Location identification entries:

* Begin *

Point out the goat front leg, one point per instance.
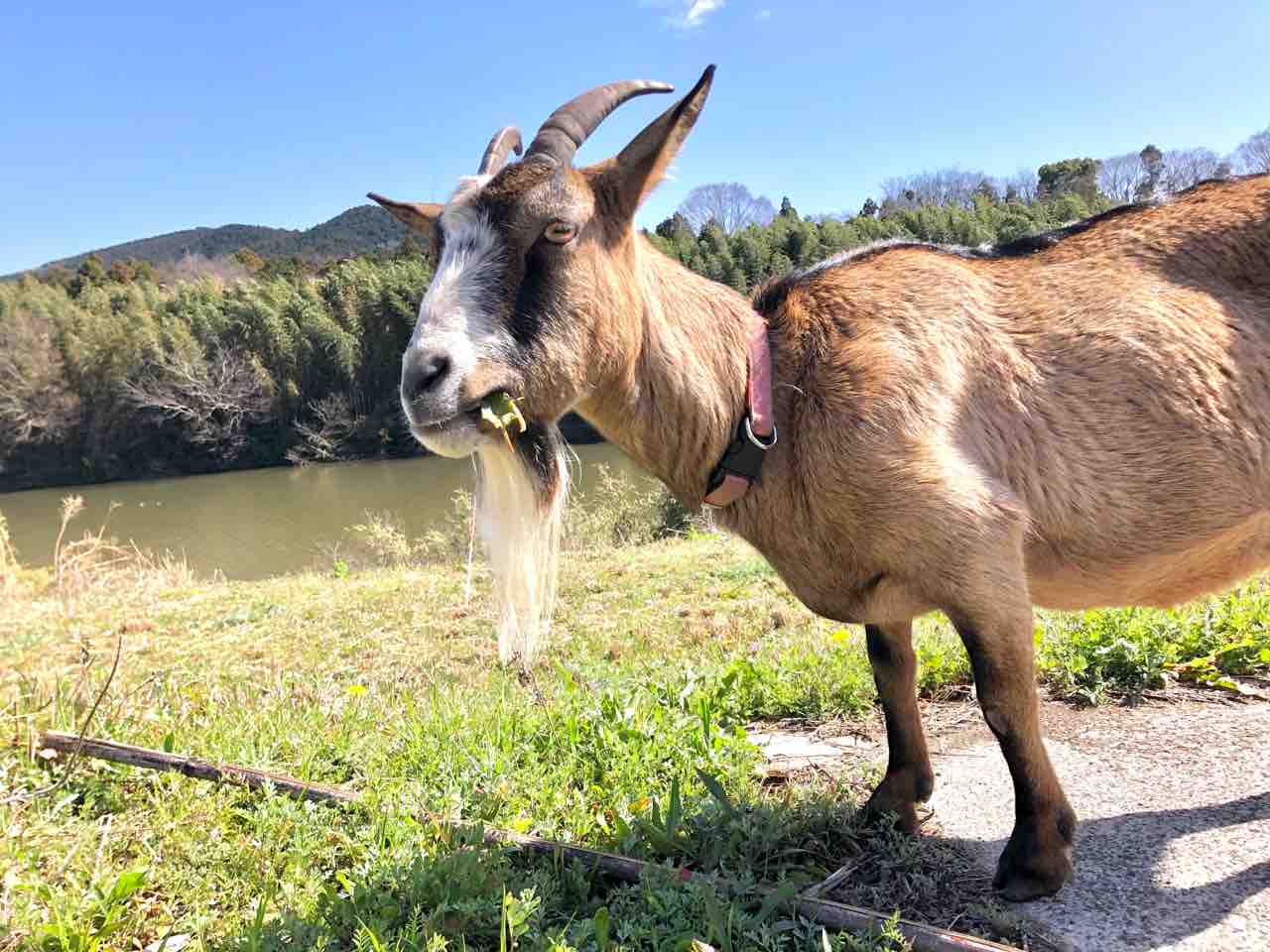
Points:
(1038, 858)
(910, 778)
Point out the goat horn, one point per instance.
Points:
(506, 140)
(568, 127)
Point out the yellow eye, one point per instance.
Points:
(559, 232)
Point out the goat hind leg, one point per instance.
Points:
(1038, 858)
(910, 778)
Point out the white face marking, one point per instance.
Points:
(456, 313)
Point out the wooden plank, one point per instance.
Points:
(834, 915)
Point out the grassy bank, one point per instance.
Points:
(380, 673)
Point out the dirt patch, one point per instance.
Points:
(1174, 800)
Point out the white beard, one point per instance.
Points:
(520, 521)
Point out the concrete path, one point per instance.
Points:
(1174, 844)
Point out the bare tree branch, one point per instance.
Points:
(1183, 168)
(333, 421)
(1120, 177)
(729, 203)
(36, 405)
(1254, 155)
(213, 398)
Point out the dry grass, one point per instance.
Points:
(8, 562)
(95, 572)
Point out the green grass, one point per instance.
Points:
(386, 680)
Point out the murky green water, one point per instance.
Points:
(261, 522)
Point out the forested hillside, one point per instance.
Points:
(358, 230)
(116, 371)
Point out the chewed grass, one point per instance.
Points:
(630, 737)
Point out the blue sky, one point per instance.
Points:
(122, 121)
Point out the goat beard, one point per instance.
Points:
(521, 495)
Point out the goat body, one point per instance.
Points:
(1076, 419)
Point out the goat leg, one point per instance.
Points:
(1038, 858)
(910, 778)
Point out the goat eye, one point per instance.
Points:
(559, 232)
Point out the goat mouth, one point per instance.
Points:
(468, 416)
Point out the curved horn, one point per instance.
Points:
(568, 127)
(506, 140)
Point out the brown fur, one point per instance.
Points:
(1086, 425)
(1071, 422)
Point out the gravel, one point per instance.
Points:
(1174, 844)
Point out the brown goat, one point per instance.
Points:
(1074, 420)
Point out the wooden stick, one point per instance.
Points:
(835, 915)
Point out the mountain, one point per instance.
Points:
(358, 230)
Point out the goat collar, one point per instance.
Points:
(756, 434)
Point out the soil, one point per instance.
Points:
(1174, 800)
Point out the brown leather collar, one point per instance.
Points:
(756, 434)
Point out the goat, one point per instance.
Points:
(1074, 420)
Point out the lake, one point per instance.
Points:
(255, 524)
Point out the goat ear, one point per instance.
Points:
(417, 216)
(642, 166)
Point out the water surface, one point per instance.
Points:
(255, 524)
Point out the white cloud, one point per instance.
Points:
(686, 14)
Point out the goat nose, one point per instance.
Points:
(425, 372)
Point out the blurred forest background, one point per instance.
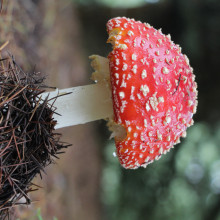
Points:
(87, 183)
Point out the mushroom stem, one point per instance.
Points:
(84, 103)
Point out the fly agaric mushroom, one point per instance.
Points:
(154, 93)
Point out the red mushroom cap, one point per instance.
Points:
(153, 90)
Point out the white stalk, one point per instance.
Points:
(85, 103)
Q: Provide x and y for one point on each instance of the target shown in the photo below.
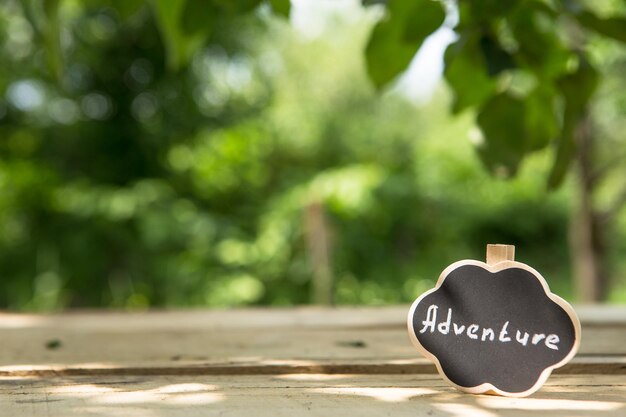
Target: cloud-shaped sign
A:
(494, 328)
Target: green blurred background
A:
(161, 154)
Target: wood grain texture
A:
(285, 362)
(363, 340)
(299, 394)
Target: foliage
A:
(153, 156)
(523, 66)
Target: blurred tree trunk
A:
(588, 224)
(319, 247)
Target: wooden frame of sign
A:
(509, 356)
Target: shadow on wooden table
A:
(298, 394)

* End *

In your copy, leave out the pictures and reproduce the material above exactly.

Point out the goat front leg, one point per instance.
Points:
(1038, 858)
(910, 778)
Point out the goat horn, one point per instance.
Points:
(506, 140)
(568, 127)
Point out the yellow eye, one point per instance.
Points:
(559, 232)
Point out the goat hind leg, one point per instance.
Points:
(1038, 858)
(910, 778)
Point out the white face marking, one point per instance.
Points:
(456, 313)
Point out the wooden plank, one point per instance.
Points:
(834, 915)
Point out the grassy bank, one point per instance.
Points:
(380, 673)
Point out the dirt patch, one point per instance.
Points:
(1174, 800)
Point out the white beard, one point per instance.
Points:
(520, 521)
Point out the concrete path, one point per instance.
Points:
(1174, 844)
Point out the bare tree branch, one point per instance.
Points:
(1183, 168)
(333, 421)
(1120, 177)
(729, 203)
(36, 405)
(1254, 155)
(213, 398)
Point out the dry grass, one point per instance.
Points:
(8, 562)
(95, 572)
Point out the green grass, one point per instance.
Points:
(386, 680)
Point out the murky green water, one point per instance.
Points:
(261, 522)
Point out the forested hillside, one point per instance.
Points:
(358, 230)
(116, 371)
Point out the chewed grass, one point per instance.
Points:
(630, 737)
Point out the blue sky, one point per instance.
Points:
(122, 121)
Point out the goat beard, one point per instance.
Points:
(521, 495)
Point out the goat body, one point per instance.
Points:
(1076, 419)
Point out the goat leg, one point per instance.
Points:
(1038, 858)
(910, 778)
Point out the goat eye, one point per instance.
Points:
(559, 232)
Point out the goat mouth, one point per instance.
Points:
(468, 416)
Point out the curved horn, one point per instance.
Points:
(568, 127)
(506, 140)
Point out the brown fur, one point per instance.
Points:
(1086, 425)
(1071, 422)
Point out the gravel, one point per instance.
Points:
(1174, 844)
Point out the brown goat, one point per instance.
Points:
(1074, 420)
Point out the wooden stick, one point per instance.
Points:
(835, 915)
Point out the mountain, one point per instance.
Points:
(358, 230)
Point out the goat collar, one point per instance.
Points:
(756, 434)
Point out the soil, one point per instance.
Points:
(1174, 800)
Point out the brown leather collar, one point per instance.
Points:
(756, 434)
Point out the goat, one point per instance.
Points:
(1074, 420)
Point out the lake, one point per instance.
Points:
(255, 524)
Point out the goat ear, one point per instance.
Points:
(417, 216)
(642, 166)
Point out the water surface, one point per instance.
Points:
(255, 524)
Point out the white cloud, one point per instance.
Points:
(686, 14)
Point out the goat nose, one point per instance.
Points:
(425, 372)
Point out the blurred forest background, one point per instance.
Points:
(87, 183)
Point out the mushroom stem, one point per instance.
Points:
(84, 103)
Point out the fly agaric mushroom, one point per instance.
Points:
(154, 93)
Point out the red mushroom cap, one point per instance.
Points:
(153, 90)
Point out the white stalk, one point per instance.
Points:
(85, 103)
Q: Provide x and y for one point on each instance of the target shown in the photo below.
Target: cloud-shaped sign
A:
(494, 328)
Target: green blurred background
A:
(161, 154)
Target: wood grain texture
A:
(285, 362)
(363, 340)
(299, 394)
Target: foliage
A:
(153, 156)
(523, 66)
Target: blurred tree trunk
A:
(588, 224)
(319, 247)
Target: wooden frame of sign
A:
(509, 356)
Target: shadow on wooden table
A:
(298, 394)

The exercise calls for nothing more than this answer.